TASK TO CARRY OUT: Using the data beneath this instruction, retype only the lines from the one that contains "Target: utility pole" down to the one that contains "x=217, y=32", both included, exactly as they appear.

(Saved data entries)
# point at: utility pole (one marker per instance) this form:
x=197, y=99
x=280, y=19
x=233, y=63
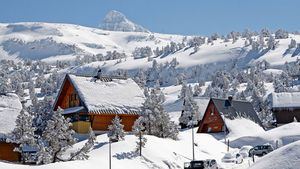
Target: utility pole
x=140, y=143
x=109, y=143
x=193, y=142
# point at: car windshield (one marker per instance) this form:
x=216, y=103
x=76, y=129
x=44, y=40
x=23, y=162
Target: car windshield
x=228, y=155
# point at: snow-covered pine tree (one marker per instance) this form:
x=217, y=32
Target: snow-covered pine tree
x=188, y=114
x=293, y=44
x=197, y=90
x=43, y=112
x=183, y=90
x=23, y=134
x=271, y=43
x=279, y=86
x=139, y=131
x=58, y=136
x=281, y=34
x=157, y=121
x=43, y=155
x=82, y=153
x=115, y=130
x=295, y=119
x=163, y=126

TASK OUTPUT:
Target: utility pole
x=140, y=143
x=109, y=143
x=193, y=142
# point at: car windshield (one marker per instance) this form:
x=216, y=103
x=76, y=129
x=44, y=40
x=23, y=162
Target: car windshield
x=228, y=155
# point at: snow-covered pine tree (one marker per instance) this form:
x=217, y=32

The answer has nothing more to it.